**ITEMS:**
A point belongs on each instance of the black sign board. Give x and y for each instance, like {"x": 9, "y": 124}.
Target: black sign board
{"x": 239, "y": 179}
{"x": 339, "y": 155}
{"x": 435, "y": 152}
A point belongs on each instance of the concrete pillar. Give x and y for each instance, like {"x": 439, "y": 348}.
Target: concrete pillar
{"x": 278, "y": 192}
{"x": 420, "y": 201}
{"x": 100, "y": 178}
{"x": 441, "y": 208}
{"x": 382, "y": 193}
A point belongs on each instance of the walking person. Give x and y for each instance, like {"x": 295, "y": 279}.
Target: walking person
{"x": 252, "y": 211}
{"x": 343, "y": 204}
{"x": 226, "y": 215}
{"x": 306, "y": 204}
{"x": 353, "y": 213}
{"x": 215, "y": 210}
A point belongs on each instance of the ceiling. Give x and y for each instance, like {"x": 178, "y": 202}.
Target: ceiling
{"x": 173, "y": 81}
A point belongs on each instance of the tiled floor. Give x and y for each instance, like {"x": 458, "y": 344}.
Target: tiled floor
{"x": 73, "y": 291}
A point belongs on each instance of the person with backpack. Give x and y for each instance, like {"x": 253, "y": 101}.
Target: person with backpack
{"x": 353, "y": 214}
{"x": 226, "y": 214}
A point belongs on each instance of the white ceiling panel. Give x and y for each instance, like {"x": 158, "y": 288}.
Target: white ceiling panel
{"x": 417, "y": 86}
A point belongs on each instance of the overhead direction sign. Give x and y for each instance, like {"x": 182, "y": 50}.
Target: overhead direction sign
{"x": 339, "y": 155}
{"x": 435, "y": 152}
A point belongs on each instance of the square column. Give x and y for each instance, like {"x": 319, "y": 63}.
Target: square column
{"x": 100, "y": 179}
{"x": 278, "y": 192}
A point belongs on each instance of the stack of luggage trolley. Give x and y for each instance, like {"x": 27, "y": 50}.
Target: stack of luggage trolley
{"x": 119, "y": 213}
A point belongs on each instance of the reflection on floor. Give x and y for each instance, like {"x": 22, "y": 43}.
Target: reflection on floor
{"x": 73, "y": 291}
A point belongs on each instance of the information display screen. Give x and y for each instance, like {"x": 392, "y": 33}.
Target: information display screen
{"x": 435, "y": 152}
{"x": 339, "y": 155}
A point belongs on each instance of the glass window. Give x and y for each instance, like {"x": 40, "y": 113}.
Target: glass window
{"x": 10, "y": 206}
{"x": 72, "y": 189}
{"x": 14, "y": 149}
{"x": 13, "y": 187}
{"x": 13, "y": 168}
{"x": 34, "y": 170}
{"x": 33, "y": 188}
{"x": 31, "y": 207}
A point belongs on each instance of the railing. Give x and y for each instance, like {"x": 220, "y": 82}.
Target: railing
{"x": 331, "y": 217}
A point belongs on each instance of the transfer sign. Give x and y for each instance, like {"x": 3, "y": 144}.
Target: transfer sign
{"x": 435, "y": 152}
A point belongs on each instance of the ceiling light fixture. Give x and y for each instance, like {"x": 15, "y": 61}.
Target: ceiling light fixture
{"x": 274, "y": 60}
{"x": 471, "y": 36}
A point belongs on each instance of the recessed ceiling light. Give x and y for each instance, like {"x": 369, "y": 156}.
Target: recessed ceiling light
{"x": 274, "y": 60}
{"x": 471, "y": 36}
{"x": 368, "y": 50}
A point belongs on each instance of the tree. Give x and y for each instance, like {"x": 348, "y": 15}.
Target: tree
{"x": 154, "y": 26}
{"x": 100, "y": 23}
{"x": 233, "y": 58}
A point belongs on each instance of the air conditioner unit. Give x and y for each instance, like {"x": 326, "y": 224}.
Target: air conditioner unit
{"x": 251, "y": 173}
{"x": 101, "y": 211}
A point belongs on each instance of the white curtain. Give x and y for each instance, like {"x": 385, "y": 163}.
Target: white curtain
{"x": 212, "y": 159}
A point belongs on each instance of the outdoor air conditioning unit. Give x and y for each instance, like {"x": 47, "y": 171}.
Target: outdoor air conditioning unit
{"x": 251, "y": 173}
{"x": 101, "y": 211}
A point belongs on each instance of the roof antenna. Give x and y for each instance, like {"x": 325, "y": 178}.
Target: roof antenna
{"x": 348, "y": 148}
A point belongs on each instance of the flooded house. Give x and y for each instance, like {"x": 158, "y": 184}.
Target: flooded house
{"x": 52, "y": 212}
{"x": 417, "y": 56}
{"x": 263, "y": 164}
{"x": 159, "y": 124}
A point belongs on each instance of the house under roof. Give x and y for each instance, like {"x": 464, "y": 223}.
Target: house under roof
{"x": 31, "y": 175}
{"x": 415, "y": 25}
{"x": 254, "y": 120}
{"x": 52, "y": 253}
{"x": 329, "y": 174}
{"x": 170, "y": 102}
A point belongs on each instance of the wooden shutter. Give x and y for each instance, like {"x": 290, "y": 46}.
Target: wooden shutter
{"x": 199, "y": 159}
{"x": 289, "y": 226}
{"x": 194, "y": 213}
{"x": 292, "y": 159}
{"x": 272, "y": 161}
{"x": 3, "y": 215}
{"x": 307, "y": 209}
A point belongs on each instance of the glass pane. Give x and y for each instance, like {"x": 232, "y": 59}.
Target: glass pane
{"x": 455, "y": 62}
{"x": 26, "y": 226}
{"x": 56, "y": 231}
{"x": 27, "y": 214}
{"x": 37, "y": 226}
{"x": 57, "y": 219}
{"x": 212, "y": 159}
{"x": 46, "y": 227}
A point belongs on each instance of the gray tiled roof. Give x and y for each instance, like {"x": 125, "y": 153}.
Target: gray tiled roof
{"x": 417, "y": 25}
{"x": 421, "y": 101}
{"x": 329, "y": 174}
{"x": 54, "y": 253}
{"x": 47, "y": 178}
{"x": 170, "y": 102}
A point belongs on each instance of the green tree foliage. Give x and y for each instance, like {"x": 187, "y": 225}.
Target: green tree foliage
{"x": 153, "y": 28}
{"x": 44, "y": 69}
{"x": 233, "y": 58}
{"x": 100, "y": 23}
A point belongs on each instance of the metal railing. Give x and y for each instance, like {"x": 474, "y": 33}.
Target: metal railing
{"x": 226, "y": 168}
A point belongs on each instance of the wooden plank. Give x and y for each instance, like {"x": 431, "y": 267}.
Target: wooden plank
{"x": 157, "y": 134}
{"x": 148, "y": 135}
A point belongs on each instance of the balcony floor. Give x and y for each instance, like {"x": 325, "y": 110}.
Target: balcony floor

**WHAT IS BEING ASKED:** Copy every record above exactly as it appears.

**RESULT OF THIS EXERCISE:**
A point belongs on each instance of the black sign board. Give x and y for each instance, like {"x": 9, "y": 124}.
Target: black sign board
{"x": 239, "y": 179}
{"x": 339, "y": 155}
{"x": 435, "y": 152}
A point belongs on each instance of the concrete pillar. Give x and y for each instance, like {"x": 439, "y": 348}.
Target: concrete pillar
{"x": 278, "y": 192}
{"x": 420, "y": 201}
{"x": 100, "y": 178}
{"x": 441, "y": 208}
{"x": 382, "y": 193}
A point belongs on each instance of the walking person. Give x and y for each instance, like {"x": 295, "y": 279}.
Target: walking person
{"x": 252, "y": 211}
{"x": 343, "y": 204}
{"x": 226, "y": 215}
{"x": 306, "y": 204}
{"x": 353, "y": 213}
{"x": 215, "y": 210}
A point belongs on each instance of the ceiling. Give x and y for each instance, like {"x": 178, "y": 202}.
Target: ceiling
{"x": 173, "y": 81}
A point belongs on each instance of the tiled floor. Give x and y for each instance, like {"x": 458, "y": 344}.
Target: tiled floor
{"x": 73, "y": 291}
A point belongs on each instance of the person with backpack. Give x and y for each instance, like {"x": 253, "y": 101}.
Target: person with backpack
{"x": 353, "y": 214}
{"x": 226, "y": 214}
A point belongs on each instance of the white ceiling panel. Give x and y for each instance, like {"x": 158, "y": 288}.
Target: white ceiling panel
{"x": 417, "y": 86}
A point belongs on each instance of the overhead direction sign. Give x and y for each instance, like {"x": 182, "y": 50}.
Target: overhead direction sign
{"x": 339, "y": 155}
{"x": 435, "y": 152}
A point belongs on each instance of the square column. Give x and y for each instance, like {"x": 319, "y": 63}.
Target: square column
{"x": 100, "y": 179}
{"x": 278, "y": 192}
A point belongs on each instance of the stack of luggage trolley. Give x and y for each instance, like {"x": 27, "y": 50}.
Target: stack of luggage trolley
{"x": 119, "y": 213}
A point belongs on each instance of the reflection on floor. Give x and y for each instance, like {"x": 22, "y": 43}.
Target: reflection on floor
{"x": 73, "y": 291}
A point belongs on each instance of the information display screen. Give x and y for each instance, like {"x": 392, "y": 33}.
Target: information display screen
{"x": 435, "y": 152}
{"x": 339, "y": 155}
A point belongs on each instance of the glass window. Give x and y for each instance, like {"x": 40, "y": 113}.
Target: glass window
{"x": 10, "y": 206}
{"x": 72, "y": 189}
{"x": 14, "y": 149}
{"x": 13, "y": 187}
{"x": 13, "y": 168}
{"x": 34, "y": 170}
{"x": 33, "y": 188}
{"x": 31, "y": 207}
A point belongs on each instance of the railing. Give x and y for each instance, like {"x": 220, "y": 82}.
Target: railing
{"x": 331, "y": 217}
A point belongs on each instance of the transfer sign. Give x and y for each instance, like {"x": 3, "y": 144}.
Target: transfer sign
{"x": 435, "y": 152}
A point belongs on each instance of the ceiling light fixture. Give x and y for each instance, like {"x": 15, "y": 61}.
Target: ceiling light fixture
{"x": 274, "y": 60}
{"x": 471, "y": 36}
A point belongs on each instance of the recessed ceiling light. Give x and y for each instance, like {"x": 369, "y": 156}.
Target: recessed ceiling light
{"x": 274, "y": 60}
{"x": 471, "y": 36}
{"x": 368, "y": 50}
A point belongs on each instance of the tree. Give x and y for each instance, like {"x": 348, "y": 15}.
Target: tree
{"x": 154, "y": 26}
{"x": 100, "y": 23}
{"x": 233, "y": 58}
A point belongs on each instance of the air conditioner unit. Give x and y for each instance, like {"x": 326, "y": 224}.
Target: air conditioner unit
{"x": 251, "y": 173}
{"x": 101, "y": 211}
A point belongs on each instance of the white curtain. Give x and y for each instance, like {"x": 385, "y": 163}.
Target: white curtain
{"x": 212, "y": 159}
A point belongs on each instance of the outdoor air conditioning unit. Give x and y for each instance, like {"x": 47, "y": 171}.
Target: outdoor air conditioning unit
{"x": 251, "y": 173}
{"x": 101, "y": 211}
A point belongs on each instance of the roof antenna. Give x and y for each instance, like {"x": 325, "y": 178}.
Target: roof antenna
{"x": 348, "y": 148}
A point belongs on each instance of the flooded house. Give x and y for each instance, like {"x": 158, "y": 184}.
Target: flooded house
{"x": 52, "y": 212}
{"x": 417, "y": 56}
{"x": 263, "y": 164}
{"x": 159, "y": 124}
A point belongs on each instance of the house under roof. Give x and y for each instance, like {"x": 464, "y": 223}.
Target: house under roof
{"x": 31, "y": 175}
{"x": 415, "y": 25}
{"x": 254, "y": 120}
{"x": 52, "y": 253}
{"x": 329, "y": 174}
{"x": 170, "y": 102}
A point belongs on each instance of the wooden shutter. Give x and y for each instance, like {"x": 290, "y": 46}.
Target: wooden shutter
{"x": 199, "y": 159}
{"x": 289, "y": 226}
{"x": 194, "y": 213}
{"x": 292, "y": 159}
{"x": 272, "y": 161}
{"x": 3, "y": 215}
{"x": 307, "y": 209}
A point belongs on each instance of the glass pane. Give x and y for each instance, like {"x": 232, "y": 59}.
Target: glass pane
{"x": 455, "y": 62}
{"x": 26, "y": 226}
{"x": 56, "y": 231}
{"x": 27, "y": 214}
{"x": 37, "y": 226}
{"x": 57, "y": 219}
{"x": 212, "y": 159}
{"x": 46, "y": 227}
A point belongs on each instance of the gray tiled roof. Give x and y for each instance, like {"x": 125, "y": 153}.
Target: gray tiled roof
{"x": 417, "y": 25}
{"x": 421, "y": 101}
{"x": 329, "y": 174}
{"x": 54, "y": 253}
{"x": 47, "y": 178}
{"x": 170, "y": 102}
A point belongs on each instance of the green tree foliage. Give x and y for each instance, like {"x": 187, "y": 225}.
Target: green tree foliage
{"x": 153, "y": 28}
{"x": 44, "y": 69}
{"x": 233, "y": 58}
{"x": 100, "y": 23}
A point belongs on each instance of the metal railing. Give x and y for each instance, like {"x": 474, "y": 33}.
Target: metal railing
{"x": 226, "y": 168}
A point belongs on each instance of the wooden plank. Give x and y for each instance, like {"x": 431, "y": 267}.
Target: wooden plank
{"x": 157, "y": 134}
{"x": 148, "y": 135}
A point belongs on each instance of the balcony floor. Give x and y for each instance, like {"x": 325, "y": 110}.
Target: balcony floor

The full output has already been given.